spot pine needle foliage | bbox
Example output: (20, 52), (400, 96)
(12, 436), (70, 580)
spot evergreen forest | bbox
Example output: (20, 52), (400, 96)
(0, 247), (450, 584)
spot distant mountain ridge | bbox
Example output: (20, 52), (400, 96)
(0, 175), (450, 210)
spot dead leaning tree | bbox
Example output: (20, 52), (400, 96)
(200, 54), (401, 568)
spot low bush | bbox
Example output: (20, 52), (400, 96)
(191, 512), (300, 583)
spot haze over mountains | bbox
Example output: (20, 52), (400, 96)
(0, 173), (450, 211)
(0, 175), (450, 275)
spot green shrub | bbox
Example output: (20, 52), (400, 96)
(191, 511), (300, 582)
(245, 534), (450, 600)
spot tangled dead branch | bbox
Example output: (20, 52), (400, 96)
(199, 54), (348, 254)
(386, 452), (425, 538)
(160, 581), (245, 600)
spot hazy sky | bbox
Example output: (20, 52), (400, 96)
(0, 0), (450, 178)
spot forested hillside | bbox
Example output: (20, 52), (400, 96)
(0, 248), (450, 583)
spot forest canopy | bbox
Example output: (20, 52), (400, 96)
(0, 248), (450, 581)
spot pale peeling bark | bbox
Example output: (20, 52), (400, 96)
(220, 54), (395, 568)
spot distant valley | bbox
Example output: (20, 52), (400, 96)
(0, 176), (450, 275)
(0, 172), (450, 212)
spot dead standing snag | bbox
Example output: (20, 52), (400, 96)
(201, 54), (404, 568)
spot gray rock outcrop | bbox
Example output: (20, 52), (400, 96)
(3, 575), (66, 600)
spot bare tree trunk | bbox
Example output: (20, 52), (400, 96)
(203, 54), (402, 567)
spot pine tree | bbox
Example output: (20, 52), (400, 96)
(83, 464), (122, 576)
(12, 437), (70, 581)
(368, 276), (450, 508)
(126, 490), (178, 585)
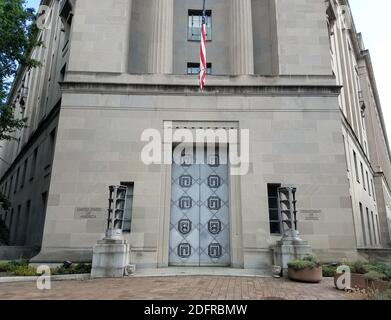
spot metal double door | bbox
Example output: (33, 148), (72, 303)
(169, 149), (231, 266)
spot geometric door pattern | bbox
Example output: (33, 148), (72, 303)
(169, 149), (231, 266)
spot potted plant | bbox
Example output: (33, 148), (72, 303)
(288, 255), (323, 283)
(334, 261), (391, 290)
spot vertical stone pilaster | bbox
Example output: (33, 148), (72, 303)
(148, 0), (174, 74)
(231, 0), (254, 75)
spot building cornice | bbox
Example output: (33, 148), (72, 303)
(60, 81), (341, 97)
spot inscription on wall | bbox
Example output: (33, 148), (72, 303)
(75, 207), (105, 220)
(300, 210), (322, 221)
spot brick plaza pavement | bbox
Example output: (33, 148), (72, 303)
(0, 276), (353, 300)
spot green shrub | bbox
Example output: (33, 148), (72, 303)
(0, 262), (11, 272)
(322, 265), (337, 278)
(12, 266), (38, 277)
(75, 263), (92, 274)
(368, 289), (391, 300)
(347, 261), (369, 274)
(366, 262), (391, 278)
(364, 270), (387, 281)
(52, 263), (91, 275)
(0, 260), (29, 272)
(0, 219), (9, 246)
(288, 255), (320, 270)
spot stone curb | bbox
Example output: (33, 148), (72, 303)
(0, 273), (90, 283)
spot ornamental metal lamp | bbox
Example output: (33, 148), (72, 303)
(105, 186), (128, 240)
(278, 186), (302, 241)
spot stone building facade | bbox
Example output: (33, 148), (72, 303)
(0, 0), (391, 268)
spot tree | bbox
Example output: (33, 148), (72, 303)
(0, 0), (40, 141)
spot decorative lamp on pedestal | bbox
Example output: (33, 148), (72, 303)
(273, 186), (312, 274)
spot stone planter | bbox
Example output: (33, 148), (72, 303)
(334, 273), (391, 291)
(288, 267), (323, 283)
(272, 266), (282, 278)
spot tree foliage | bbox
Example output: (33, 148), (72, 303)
(0, 0), (39, 141)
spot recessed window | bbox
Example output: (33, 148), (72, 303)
(366, 208), (373, 246)
(14, 167), (20, 193)
(360, 162), (367, 191)
(366, 171), (372, 196)
(353, 151), (360, 183)
(20, 158), (28, 189)
(360, 202), (368, 247)
(30, 147), (38, 181)
(187, 10), (212, 41)
(121, 182), (134, 233)
(267, 184), (281, 235)
(187, 62), (212, 75)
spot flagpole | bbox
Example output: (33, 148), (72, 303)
(199, 0), (207, 92)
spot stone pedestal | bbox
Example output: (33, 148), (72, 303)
(273, 239), (312, 274)
(91, 239), (130, 278)
(231, 0), (254, 75)
(148, 0), (174, 74)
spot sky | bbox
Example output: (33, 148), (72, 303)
(27, 0), (391, 140)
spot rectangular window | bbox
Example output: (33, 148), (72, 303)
(30, 148), (38, 181)
(20, 200), (31, 246)
(7, 175), (14, 199)
(187, 62), (212, 75)
(267, 184), (281, 235)
(121, 182), (134, 233)
(367, 208), (373, 246)
(46, 129), (56, 168)
(3, 181), (8, 197)
(360, 202), (368, 247)
(187, 10), (212, 41)
(360, 162), (367, 191)
(376, 215), (380, 244)
(20, 158), (28, 189)
(366, 171), (372, 196)
(353, 151), (360, 183)
(371, 211), (378, 245)
(8, 208), (14, 232)
(14, 167), (20, 193)
(12, 205), (22, 245)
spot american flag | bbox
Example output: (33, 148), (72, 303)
(200, 0), (206, 91)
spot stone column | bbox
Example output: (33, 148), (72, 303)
(148, 0), (174, 73)
(231, 0), (254, 75)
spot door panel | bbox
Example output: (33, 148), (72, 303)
(169, 149), (230, 266)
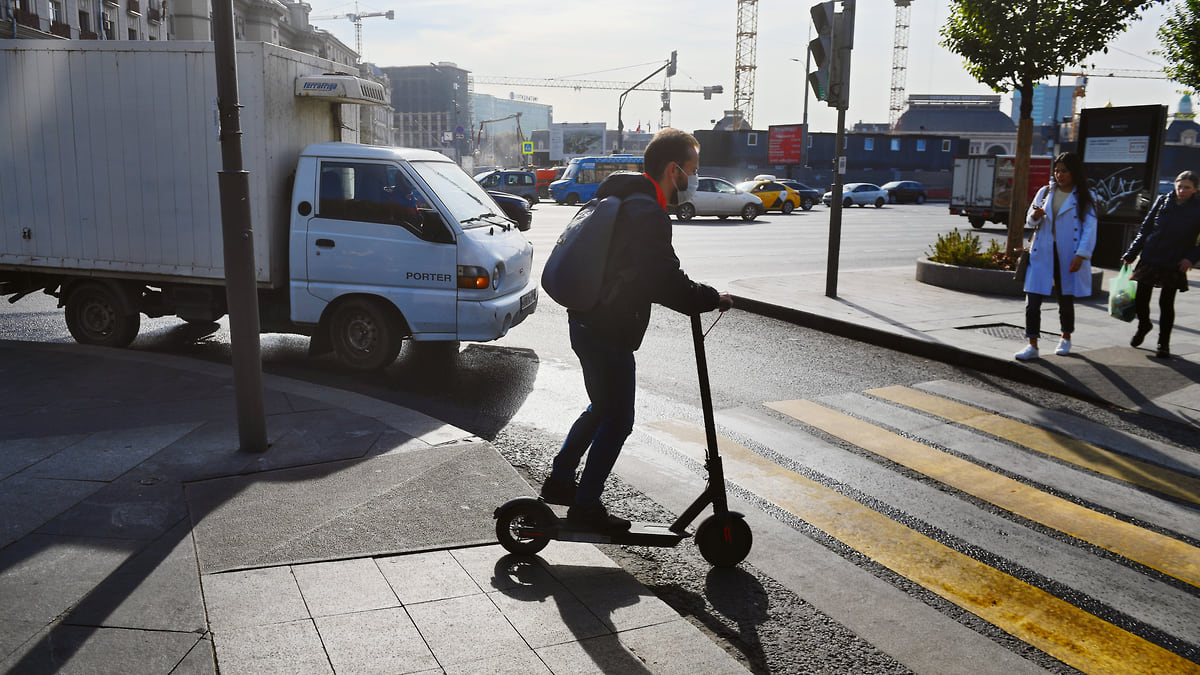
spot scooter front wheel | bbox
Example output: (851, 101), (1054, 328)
(496, 497), (554, 555)
(696, 512), (754, 567)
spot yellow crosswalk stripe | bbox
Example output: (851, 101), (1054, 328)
(638, 420), (1200, 674)
(766, 400), (1200, 587)
(866, 386), (1200, 503)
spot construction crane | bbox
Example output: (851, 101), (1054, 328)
(472, 74), (725, 100)
(470, 76), (725, 132)
(888, 0), (912, 131)
(733, 0), (758, 129)
(475, 113), (524, 148)
(308, 2), (396, 61)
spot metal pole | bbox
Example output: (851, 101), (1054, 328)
(1050, 73), (1062, 157)
(826, 108), (846, 298)
(212, 0), (268, 452)
(800, 17), (812, 167)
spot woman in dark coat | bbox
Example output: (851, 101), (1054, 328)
(1121, 171), (1200, 359)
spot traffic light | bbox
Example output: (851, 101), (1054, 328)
(809, 0), (854, 109)
(809, 0), (835, 101)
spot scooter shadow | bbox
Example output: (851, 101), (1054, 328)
(492, 554), (661, 674)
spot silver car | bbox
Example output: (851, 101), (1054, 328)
(821, 183), (888, 209)
(676, 177), (762, 221)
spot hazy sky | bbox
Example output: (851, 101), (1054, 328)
(307, 0), (1180, 131)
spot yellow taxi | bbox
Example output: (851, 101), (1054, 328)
(738, 177), (800, 214)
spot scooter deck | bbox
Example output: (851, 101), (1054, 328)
(539, 518), (691, 546)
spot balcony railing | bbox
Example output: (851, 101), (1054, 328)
(17, 7), (42, 30)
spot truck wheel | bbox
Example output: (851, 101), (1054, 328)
(330, 298), (401, 372)
(66, 281), (142, 347)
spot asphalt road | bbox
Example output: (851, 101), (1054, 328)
(0, 204), (1200, 673)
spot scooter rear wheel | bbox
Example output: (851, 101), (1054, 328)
(496, 497), (554, 555)
(696, 512), (754, 567)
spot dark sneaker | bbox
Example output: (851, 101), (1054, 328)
(566, 506), (630, 532)
(541, 478), (575, 506)
(1129, 324), (1151, 347)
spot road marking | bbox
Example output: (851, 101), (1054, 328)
(764, 400), (1200, 587)
(866, 386), (1200, 503)
(638, 419), (1200, 673)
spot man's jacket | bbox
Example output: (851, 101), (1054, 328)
(568, 173), (720, 351)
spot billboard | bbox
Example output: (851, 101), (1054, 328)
(550, 121), (606, 162)
(767, 124), (804, 165)
(1079, 106), (1166, 223)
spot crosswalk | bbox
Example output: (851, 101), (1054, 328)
(637, 382), (1200, 673)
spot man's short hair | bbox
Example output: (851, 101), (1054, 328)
(642, 126), (700, 179)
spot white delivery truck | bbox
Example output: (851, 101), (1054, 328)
(950, 155), (1050, 228)
(0, 40), (538, 370)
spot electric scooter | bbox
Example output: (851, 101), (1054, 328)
(493, 315), (754, 567)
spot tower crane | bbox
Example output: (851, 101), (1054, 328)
(888, 0), (912, 131)
(470, 74), (725, 132)
(733, 0), (758, 125)
(308, 2), (396, 61)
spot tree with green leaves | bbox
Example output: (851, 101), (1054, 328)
(942, 0), (1166, 252)
(1156, 0), (1200, 91)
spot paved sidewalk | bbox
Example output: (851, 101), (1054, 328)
(0, 260), (1200, 674)
(727, 265), (1200, 426)
(0, 342), (745, 675)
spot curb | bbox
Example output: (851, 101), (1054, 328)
(733, 295), (1134, 412)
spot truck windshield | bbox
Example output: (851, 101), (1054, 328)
(412, 161), (506, 229)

===

> _Directions_
Turn everything from the start of the entries down to the line containing "(0, 175), (450, 275)", both ends included, into a numbered list with any blank lines left out.

> _Correct answer_
1. spot pine needle foliage | bbox
2. Example output: (20, 52), (400, 96)
3. (12, 436), (70, 580)
4. spot evergreen forest | bbox
5. Example output: (20, 52), (400, 96)
6. (0, 247), (450, 584)
7. spot distant mountain ridge | bbox
8. Example output: (20, 52), (400, 96)
9. (0, 175), (450, 210)
10. spot dead leaning tree | bbox
11. Example output: (20, 52), (400, 96)
12. (200, 54), (401, 568)
13. spot low bush | bbox
14. Example output: (20, 52), (400, 96)
15. (191, 512), (300, 583)
16. spot haze over mountains | bbox
17. Example output: (20, 52), (400, 96)
18. (0, 173), (450, 211)
19. (0, 175), (450, 275)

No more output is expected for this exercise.